- [本文]:
########################################

そしてこれが後に、イエス・キリストが十字架の上にかかげられた時、それを仰ぎみることによって救われることを経験をした時に、人々はこのネホシタンのことを思いだしたのであります。
 
 一度は、そして最初は、それによって悔い改めのきっかけになったものが、やがてそれが偶像化していくというのは、宗教の世界にはつきものなのであります。われわれはどうしても目に見えるものが欲しくなる。目に見えない神だけを信じるというのは、どうも不安で仕方ないのです。目に見えるものを造って、それを拝んでいれば、自分たちは救われるという安心できるものを欲するのであります。つまり救いの確かさというものを自分の取り出しが自由にできる自分のポケットにしまっておきたいのです。それが偶像であります。自由な神を自分のなかに閉じこめておく、それが偶像なのであります。

 エルサレム神殿も、その偶像になってしまったのであります。それがエレミヤによって今痛烈に批判されたのであります。「主の神殿、主の神殿、主の神殿といって、安心するな」と痛烈に批判したのであります。

 目に見える形のものは、うつかりするとたちまち偶像化になりはててしまうのであります。キリスト像もそうであります。マリア像もそうであります。そして十字架という像もまた偶像になる危険をもつのであります。

 今日のわれわれの問題でいえば、目に見える形の聖餐式という儀式も、われわれの信仰を危うくさせるものなるかもしれないことにわれわれは警戒しておかなくてはならないと思います。

########################################

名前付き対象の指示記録
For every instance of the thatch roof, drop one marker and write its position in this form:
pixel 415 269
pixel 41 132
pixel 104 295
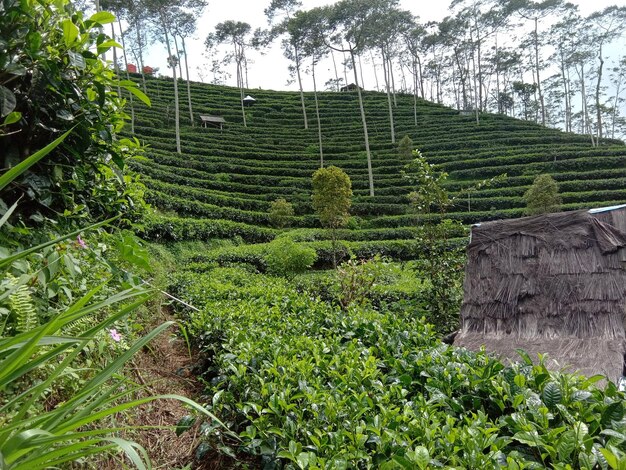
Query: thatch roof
pixel 551 284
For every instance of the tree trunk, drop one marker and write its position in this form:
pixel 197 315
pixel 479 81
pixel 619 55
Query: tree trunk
pixel 176 111
pixel 393 81
pixel 241 97
pixel 180 67
pixel 375 74
pixel 345 67
pixel 618 90
pixel 421 81
pixel 462 78
pixel 188 83
pixel 361 72
pixel 565 95
pixel 585 110
pixel 317 114
pixel 297 57
pixel 386 74
pixel 130 95
pixel 367 140
pixel 598 106
pixel 543 107
pixel 476 92
pixel 332 55
pixel 140 46
pixel 415 91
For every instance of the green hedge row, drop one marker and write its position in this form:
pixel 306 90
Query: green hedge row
pixel 159 228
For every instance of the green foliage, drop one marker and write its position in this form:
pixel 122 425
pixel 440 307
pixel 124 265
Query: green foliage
pixel 308 384
pixel 405 148
pixel 543 196
pixel 280 213
pixel 52 75
pixel 287 258
pixel 332 196
pixel 356 279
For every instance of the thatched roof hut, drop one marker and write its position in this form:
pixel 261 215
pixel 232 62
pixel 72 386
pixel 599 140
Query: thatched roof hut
pixel 554 284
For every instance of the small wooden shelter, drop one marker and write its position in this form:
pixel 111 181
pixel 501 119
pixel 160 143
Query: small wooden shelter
pixel 212 121
pixel 351 87
pixel 554 284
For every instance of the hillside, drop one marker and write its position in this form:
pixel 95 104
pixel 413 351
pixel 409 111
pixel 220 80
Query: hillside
pixel 223 183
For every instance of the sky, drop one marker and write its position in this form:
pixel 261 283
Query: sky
pixel 270 71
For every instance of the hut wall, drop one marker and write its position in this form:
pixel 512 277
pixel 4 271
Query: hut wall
pixel 546 277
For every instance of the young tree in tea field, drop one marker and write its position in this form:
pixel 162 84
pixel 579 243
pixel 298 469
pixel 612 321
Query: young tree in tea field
pixel 543 196
pixel 405 148
pixel 332 198
pixel 443 260
pixel 281 213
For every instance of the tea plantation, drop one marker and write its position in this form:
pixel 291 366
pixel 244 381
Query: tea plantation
pixel 223 183
pixel 337 369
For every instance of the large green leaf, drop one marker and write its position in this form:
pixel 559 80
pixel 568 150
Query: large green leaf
pixel 552 394
pixel 7 101
pixel 70 32
pixel 102 17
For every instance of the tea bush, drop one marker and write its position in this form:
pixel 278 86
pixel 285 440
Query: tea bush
pixel 307 385
pixel 287 258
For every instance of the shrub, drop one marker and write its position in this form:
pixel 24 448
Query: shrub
pixel 287 258
pixel 405 148
pixel 543 196
pixel 281 213
pixel 332 198
pixel 357 278
pixel 52 79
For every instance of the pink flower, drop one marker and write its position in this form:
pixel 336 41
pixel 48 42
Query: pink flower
pixel 81 242
pixel 115 335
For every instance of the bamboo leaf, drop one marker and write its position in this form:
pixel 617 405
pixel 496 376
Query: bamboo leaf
pixel 24 165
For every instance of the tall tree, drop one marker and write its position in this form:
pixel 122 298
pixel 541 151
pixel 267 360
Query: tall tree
pixel 235 33
pixel 414 46
pixel 606 26
pixel 535 12
pixel 350 23
pixel 279 15
pixel 161 13
pixel 184 25
pixel 387 26
pixel 332 198
pixel 564 38
pixel 311 27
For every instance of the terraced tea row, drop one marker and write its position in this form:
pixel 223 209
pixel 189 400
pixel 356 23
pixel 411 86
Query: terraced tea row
pixel 223 183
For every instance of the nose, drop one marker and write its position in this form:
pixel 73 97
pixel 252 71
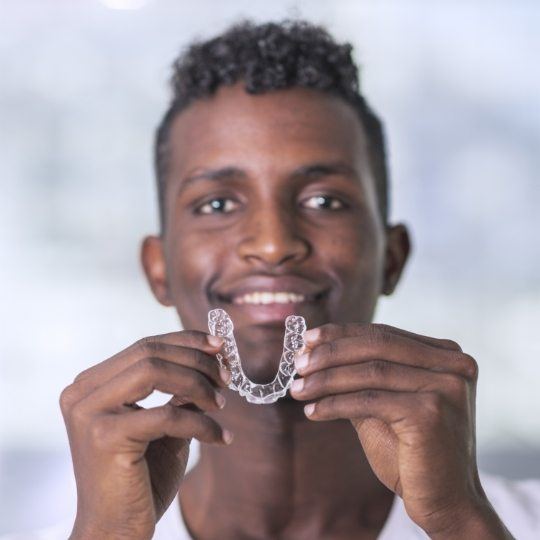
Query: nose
pixel 272 238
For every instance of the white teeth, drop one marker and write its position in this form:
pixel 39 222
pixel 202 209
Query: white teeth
pixel 269 298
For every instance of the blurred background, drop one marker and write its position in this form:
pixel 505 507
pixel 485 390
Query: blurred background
pixel 82 86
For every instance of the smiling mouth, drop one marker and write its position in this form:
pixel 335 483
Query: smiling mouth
pixel 260 298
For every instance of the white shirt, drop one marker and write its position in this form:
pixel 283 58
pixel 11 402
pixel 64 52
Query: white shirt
pixel 516 502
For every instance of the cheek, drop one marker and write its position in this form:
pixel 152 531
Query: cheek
pixel 356 257
pixel 195 262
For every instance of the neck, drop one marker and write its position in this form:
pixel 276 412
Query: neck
pixel 283 475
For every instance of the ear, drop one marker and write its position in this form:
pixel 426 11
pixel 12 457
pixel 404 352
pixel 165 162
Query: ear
pixel 153 262
pixel 398 247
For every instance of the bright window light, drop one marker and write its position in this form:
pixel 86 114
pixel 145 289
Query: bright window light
pixel 124 4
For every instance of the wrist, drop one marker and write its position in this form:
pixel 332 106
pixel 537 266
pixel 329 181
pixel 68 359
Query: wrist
pixel 478 521
pixel 91 532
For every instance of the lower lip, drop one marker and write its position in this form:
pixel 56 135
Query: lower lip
pixel 264 313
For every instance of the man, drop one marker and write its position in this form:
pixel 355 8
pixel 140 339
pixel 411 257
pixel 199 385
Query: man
pixel 273 201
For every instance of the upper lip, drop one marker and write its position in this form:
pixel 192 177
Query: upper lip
pixel 291 284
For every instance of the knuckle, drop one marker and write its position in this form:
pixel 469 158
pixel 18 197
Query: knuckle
pixel 377 369
pixel 147 345
pixel 77 415
pixel 368 396
pixel 432 407
pixel 454 385
pixel 169 415
pixel 328 330
pixel 67 398
pixel 471 365
pixel 149 365
pixel 99 433
pixel 319 380
pixel 451 344
pixel 378 334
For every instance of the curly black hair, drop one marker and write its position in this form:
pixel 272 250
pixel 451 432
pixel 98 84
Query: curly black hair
pixel 268 57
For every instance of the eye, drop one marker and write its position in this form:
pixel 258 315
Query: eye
pixel 326 202
pixel 220 205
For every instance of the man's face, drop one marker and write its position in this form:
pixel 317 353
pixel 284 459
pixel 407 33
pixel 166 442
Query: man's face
pixel 271 210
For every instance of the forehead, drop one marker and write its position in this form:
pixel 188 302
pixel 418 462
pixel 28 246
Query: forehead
pixel 272 132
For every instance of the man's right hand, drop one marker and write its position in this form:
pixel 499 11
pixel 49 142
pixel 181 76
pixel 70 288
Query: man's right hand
pixel 129 461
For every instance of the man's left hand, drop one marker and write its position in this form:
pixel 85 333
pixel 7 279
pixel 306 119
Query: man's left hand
pixel 411 400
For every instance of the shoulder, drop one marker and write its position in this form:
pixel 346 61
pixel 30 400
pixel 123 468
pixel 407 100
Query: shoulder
pixel 517 502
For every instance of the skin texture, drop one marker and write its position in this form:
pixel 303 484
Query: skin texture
pixel 393 411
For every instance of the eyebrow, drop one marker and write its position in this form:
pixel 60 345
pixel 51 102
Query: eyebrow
pixel 316 170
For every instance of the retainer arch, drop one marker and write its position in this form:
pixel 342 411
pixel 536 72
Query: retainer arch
pixel 220 324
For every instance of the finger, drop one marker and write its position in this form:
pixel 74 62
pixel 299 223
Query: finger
pixel 117 430
pixel 141 379
pixel 389 347
pixel 331 331
pixel 390 407
pixel 379 375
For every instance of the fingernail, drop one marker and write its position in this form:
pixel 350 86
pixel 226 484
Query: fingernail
pixel 310 336
pixel 225 375
pixel 215 341
pixel 301 361
pixel 297 385
pixel 220 400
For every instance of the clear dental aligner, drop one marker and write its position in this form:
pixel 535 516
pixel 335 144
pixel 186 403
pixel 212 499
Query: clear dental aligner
pixel 220 324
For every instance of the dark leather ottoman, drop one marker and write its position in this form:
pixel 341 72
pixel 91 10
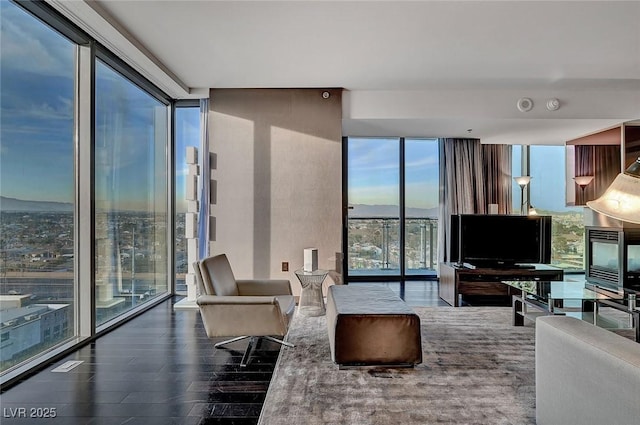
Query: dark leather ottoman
pixel 372 326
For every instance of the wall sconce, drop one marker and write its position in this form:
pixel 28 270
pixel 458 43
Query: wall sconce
pixel 522 181
pixel 583 182
pixel 621 200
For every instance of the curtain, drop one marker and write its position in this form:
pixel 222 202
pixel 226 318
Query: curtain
pixel 497 172
pixel 472 176
pixel 205 182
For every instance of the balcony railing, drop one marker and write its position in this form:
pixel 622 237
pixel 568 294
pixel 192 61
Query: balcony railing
pixel 374 245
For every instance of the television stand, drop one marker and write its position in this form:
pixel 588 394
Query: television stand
pixel 519 266
pixel 484 285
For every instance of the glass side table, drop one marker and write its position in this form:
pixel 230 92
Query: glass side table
pixel 311 299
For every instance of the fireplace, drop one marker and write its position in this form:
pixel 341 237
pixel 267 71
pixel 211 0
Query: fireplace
pixel 612 257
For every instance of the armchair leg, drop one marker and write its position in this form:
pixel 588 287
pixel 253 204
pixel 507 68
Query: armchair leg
pixel 245 358
pixel 229 341
pixel 279 341
pixel 252 341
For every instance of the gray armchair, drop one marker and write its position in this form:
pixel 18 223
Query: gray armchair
pixel 242 308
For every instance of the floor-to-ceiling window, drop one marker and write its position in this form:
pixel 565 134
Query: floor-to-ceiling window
pixel 187 129
pixel 85 209
pixel 546 196
pixel 131 193
pixel 421 181
pixel 37 186
pixel 392 194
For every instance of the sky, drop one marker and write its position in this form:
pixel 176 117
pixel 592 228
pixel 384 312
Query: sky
pixel 37 69
pixel 36 135
pixel 374 172
pixel 36 115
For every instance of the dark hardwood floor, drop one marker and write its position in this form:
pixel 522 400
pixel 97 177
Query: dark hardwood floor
pixel 159 368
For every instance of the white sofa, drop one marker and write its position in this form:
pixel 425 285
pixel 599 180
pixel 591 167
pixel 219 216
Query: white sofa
pixel 585 374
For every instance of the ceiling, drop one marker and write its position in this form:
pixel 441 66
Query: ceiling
pixel 433 58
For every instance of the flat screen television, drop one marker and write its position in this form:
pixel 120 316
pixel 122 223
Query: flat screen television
pixel 500 240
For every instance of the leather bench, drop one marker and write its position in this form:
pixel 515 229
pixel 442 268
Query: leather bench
pixel 372 326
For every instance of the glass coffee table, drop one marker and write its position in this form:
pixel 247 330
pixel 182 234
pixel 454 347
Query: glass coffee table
pixel 531 299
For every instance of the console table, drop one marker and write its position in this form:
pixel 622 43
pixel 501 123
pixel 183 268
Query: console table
pixel 457 281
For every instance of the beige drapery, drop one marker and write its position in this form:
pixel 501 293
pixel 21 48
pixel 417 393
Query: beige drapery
pixel 472 176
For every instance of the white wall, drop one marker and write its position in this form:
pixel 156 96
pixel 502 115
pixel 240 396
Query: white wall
pixel 279 178
pixel 491 114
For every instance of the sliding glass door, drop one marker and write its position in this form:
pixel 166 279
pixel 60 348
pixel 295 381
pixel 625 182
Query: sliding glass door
pixel 392 199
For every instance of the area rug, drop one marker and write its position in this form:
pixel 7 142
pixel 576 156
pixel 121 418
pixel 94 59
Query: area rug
pixel 477 369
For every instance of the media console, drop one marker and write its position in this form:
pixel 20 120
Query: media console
pixel 484 284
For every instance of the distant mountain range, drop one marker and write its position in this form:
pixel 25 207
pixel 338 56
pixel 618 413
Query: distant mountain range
pixel 361 210
pixel 20 205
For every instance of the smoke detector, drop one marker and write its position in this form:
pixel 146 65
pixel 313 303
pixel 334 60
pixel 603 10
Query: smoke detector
pixel 525 104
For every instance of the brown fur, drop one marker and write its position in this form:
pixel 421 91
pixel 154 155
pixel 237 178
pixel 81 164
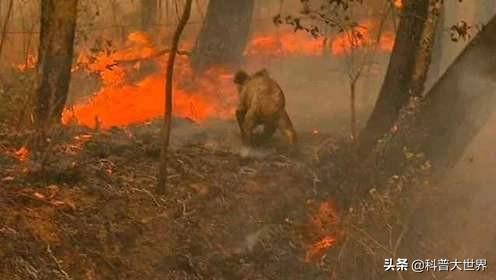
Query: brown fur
pixel 261 102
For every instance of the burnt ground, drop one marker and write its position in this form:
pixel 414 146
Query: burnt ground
pixel 90 212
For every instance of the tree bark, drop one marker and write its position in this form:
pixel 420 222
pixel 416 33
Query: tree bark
pixel 57 31
pixel 437 52
pixel 148 14
pixel 5 24
pixel 224 34
pixel 424 51
pixel 162 176
pixel 395 93
pixel 455 109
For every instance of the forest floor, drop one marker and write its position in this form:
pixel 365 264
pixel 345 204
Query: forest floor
pixel 90 210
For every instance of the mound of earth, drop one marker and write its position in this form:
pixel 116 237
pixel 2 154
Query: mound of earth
pixel 90 211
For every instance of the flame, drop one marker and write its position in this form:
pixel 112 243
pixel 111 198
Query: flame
pixel 119 103
pixel 323 226
pixel 30 63
pixel 360 37
pixel 289 43
pixel 22 154
pixel 300 43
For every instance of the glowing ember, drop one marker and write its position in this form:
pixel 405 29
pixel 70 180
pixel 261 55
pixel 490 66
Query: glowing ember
pixel 323 226
pixel 289 43
pixel 29 64
pixel 318 250
pixel 361 37
pixel 119 103
pixel 22 154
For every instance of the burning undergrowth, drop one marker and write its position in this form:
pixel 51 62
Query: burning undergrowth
pixel 92 211
pixel 133 79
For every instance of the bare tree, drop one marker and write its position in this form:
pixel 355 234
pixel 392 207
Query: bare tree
pixel 395 93
pixel 224 34
pixel 162 176
pixel 5 24
pixel 58 25
pixel 148 14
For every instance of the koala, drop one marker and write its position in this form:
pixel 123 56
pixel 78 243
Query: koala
pixel 261 102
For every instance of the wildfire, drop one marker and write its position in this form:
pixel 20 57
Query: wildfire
pixel 323 225
pixel 122 101
pixel 119 103
pixel 30 63
pixel 22 154
pixel 360 37
pixel 288 43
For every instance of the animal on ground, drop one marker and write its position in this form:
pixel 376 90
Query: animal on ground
pixel 261 102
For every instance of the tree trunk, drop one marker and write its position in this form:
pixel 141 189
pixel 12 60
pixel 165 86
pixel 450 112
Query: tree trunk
pixel 5 24
pixel 224 34
pixel 162 176
pixel 58 25
pixel 424 51
pixel 437 52
pixel 394 93
pixel 148 14
pixel 455 109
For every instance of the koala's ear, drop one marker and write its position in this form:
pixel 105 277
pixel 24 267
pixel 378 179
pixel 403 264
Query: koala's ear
pixel 241 77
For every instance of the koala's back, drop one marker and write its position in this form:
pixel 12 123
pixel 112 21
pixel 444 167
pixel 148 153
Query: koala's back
pixel 263 95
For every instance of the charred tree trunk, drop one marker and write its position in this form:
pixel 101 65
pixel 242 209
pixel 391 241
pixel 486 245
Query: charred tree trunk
pixel 162 176
pixel 58 25
pixel 394 93
pixel 455 109
pixel 224 34
pixel 148 14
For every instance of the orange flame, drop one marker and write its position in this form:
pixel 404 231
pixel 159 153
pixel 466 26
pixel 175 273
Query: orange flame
pixel 360 37
pixel 22 154
pixel 324 228
pixel 30 63
pixel 289 43
pixel 119 103
pixel 210 95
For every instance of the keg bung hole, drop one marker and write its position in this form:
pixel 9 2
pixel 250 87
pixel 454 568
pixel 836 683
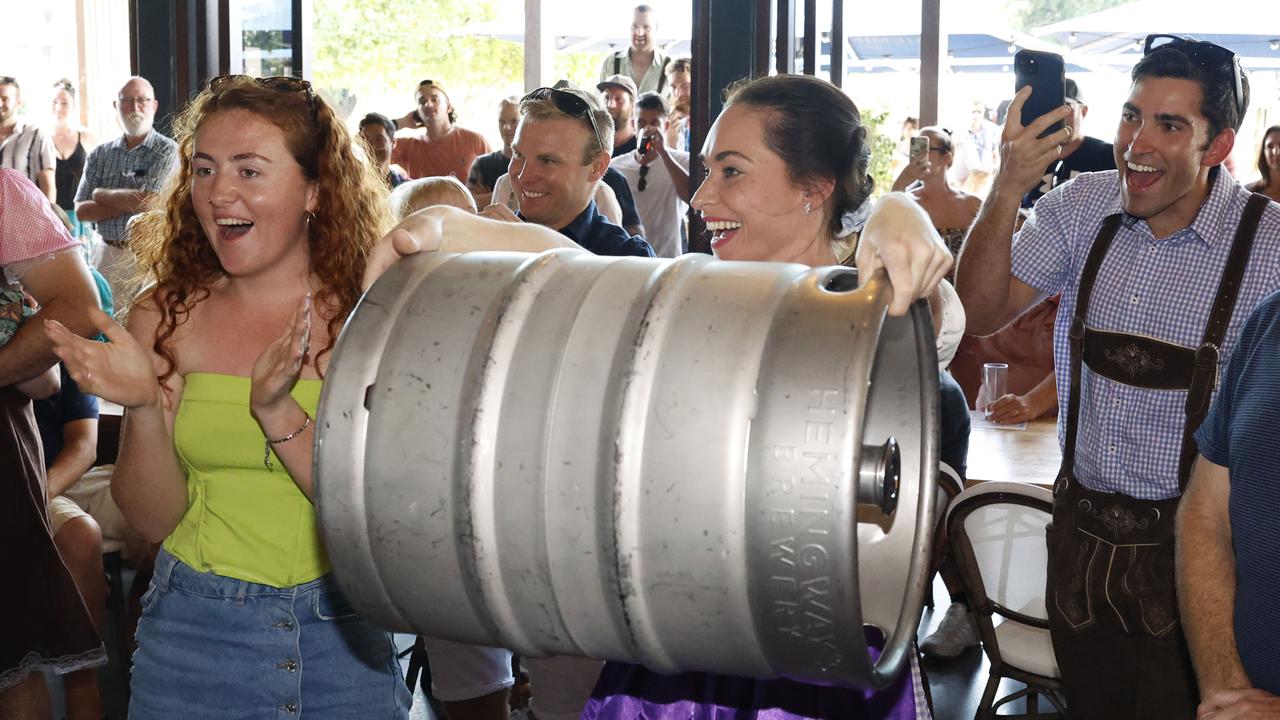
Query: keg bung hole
pixel 880 475
pixel 844 281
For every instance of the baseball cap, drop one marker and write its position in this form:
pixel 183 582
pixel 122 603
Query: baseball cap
pixel 620 81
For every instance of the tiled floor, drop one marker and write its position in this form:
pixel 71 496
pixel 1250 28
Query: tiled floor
pixel 956 684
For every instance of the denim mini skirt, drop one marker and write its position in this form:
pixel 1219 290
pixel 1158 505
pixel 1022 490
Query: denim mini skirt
pixel 216 647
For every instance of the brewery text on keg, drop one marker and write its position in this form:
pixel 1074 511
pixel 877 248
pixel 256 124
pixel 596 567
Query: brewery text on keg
pixel 800 528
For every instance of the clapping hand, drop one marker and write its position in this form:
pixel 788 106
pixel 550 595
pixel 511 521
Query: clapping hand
pixel 119 370
pixel 278 368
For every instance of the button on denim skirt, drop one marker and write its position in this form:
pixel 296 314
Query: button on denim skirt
pixel 223 648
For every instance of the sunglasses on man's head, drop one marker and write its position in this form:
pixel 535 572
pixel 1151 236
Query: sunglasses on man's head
pixel 572 105
pixel 1203 54
pixel 279 83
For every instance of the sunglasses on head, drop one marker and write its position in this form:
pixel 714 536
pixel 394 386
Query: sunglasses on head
pixel 1206 55
pixel 572 105
pixel 279 83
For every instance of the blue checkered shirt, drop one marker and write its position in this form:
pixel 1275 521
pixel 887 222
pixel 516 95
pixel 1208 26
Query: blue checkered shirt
pixel 113 165
pixel 1129 438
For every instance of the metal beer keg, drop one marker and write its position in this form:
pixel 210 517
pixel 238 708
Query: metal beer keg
pixel 691 464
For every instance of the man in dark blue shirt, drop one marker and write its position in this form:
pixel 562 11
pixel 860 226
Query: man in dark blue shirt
pixel 1228 569
pixel 560 153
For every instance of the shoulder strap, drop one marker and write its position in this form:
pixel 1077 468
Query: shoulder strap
pixel 1207 356
pixel 1101 244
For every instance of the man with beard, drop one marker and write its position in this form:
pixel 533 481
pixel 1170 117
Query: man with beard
pixel 122 174
pixel 618 94
pixel 439 146
pixel 643 63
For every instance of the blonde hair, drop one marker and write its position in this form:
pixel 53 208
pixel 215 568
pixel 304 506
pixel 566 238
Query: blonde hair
pixel 173 251
pixel 443 190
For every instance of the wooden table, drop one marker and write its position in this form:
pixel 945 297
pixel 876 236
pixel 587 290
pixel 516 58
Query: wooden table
pixel 1023 456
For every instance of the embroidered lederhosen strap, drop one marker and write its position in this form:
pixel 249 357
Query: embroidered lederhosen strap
pixel 1205 376
pixel 1151 363
pixel 1075 336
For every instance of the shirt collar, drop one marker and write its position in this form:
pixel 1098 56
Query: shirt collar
pixel 149 141
pixel 1212 223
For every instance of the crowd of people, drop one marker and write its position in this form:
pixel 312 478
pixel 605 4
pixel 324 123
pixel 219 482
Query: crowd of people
pixel 1129 283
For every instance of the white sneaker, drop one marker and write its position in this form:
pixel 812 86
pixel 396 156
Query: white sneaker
pixel 956 633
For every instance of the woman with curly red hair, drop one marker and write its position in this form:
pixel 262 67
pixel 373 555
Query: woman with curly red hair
pixel 255 259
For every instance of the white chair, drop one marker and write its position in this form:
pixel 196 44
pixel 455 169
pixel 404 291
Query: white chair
pixel 997 540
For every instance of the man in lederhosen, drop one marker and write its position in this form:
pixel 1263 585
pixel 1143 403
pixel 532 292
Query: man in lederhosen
pixel 1159 263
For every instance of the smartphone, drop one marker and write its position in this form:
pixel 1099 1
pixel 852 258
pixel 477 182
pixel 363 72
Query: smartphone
pixel 919 147
pixel 1046 73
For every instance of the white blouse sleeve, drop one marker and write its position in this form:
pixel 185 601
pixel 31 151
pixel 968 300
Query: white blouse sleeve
pixel 952 324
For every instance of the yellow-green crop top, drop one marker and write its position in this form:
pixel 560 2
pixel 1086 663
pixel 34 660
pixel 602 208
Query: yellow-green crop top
pixel 242 520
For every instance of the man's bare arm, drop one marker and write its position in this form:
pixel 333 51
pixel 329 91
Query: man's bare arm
pixel 1206 578
pixel 992 296
pixel 123 201
pixel 984 279
pixel 65 292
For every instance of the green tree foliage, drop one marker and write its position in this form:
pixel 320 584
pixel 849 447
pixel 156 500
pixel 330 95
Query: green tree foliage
pixel 382 49
pixel 1029 14
pixel 882 137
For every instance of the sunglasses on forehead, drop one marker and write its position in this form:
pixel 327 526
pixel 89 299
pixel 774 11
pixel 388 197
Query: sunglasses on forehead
pixel 279 83
pixel 1205 54
pixel 572 105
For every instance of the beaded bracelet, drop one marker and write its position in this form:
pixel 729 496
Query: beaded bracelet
pixel 266 446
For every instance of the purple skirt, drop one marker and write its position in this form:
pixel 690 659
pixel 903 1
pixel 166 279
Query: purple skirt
pixel 635 692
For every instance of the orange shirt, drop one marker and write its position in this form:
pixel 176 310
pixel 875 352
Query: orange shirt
pixel 449 155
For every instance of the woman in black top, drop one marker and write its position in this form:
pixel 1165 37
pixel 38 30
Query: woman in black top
pixel 72 142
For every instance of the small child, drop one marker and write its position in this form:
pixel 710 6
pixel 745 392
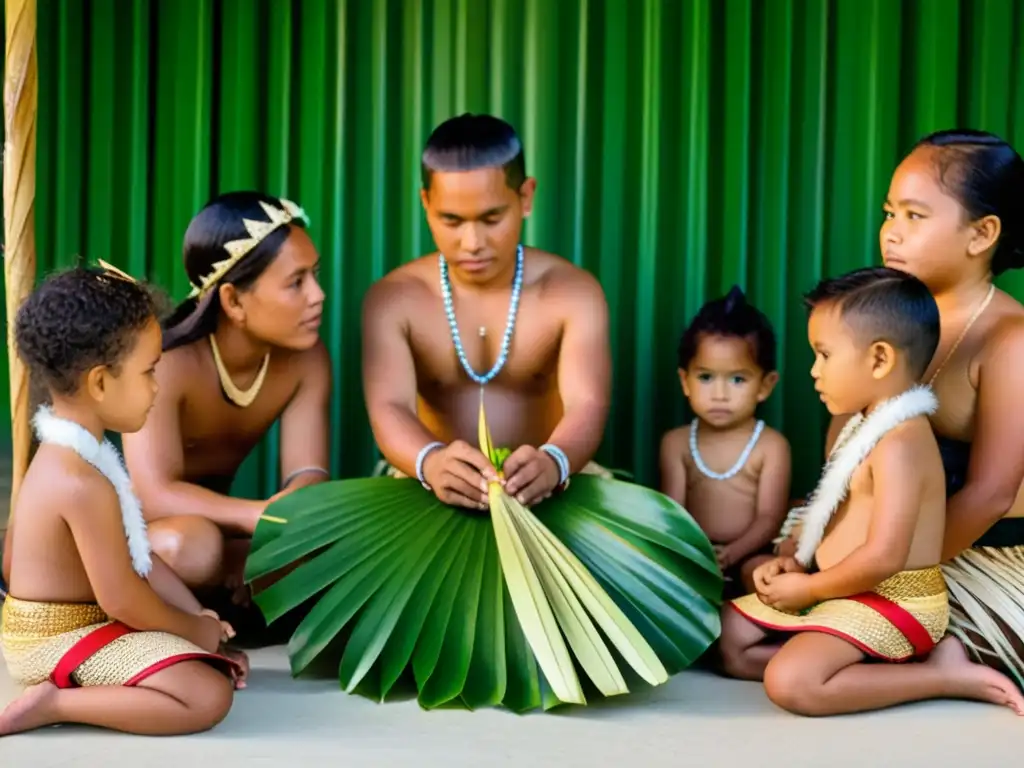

########################################

- [課題]:
偶像化を論じた本文のうち、「そしてこれが後に、イエス・キ」から下って「なる危険をもつのであります。」までの部分を一字も変えずに書き写すこと。

- [結果]:
そしてこれが後に、イエス・キリストが十字架の上にかかげられた時、それを仰ぎみることによって救われることを経験をした時に、人々はこのネホシタンのことを思いだしたのであります。
 
 一度は、そして最初は、それによって悔い改めのきっかけになったものが、やがてそれが偶像化していくというのは、宗教の世界にはつきものなのであります。われわれはどうしても目に見えるものが欲しくなる。目に見えない神だけを信じるというのは、どうも不安で仕方ないのです。目に見えるものを造って、それを拝んでいれば、自分たちは救われるという安心できるものを欲するのであります。つまり救いの確かさというものを自分の取り出しが自由にできる自分のポケットにしまっておきたいのです。それが偶像であります。自由な神を自分のなかに閉じこめておく、それが偶像なのであります。

 エルサレム神殿も、その偶像になってしまったのであります。それがエレミヤによって今痛烈に批判されたのであります。「主の神殿、主の神殿、主の神殿といって、安心するな」と痛烈に批判したのであります。

 目に見える形のものは、うつかりするとたちまち偶像化になりはててしまうのであります。キリスト像もそうであります。マリア像もそうであります。そして十字架という像もまた偶像になる危険をもつのであります。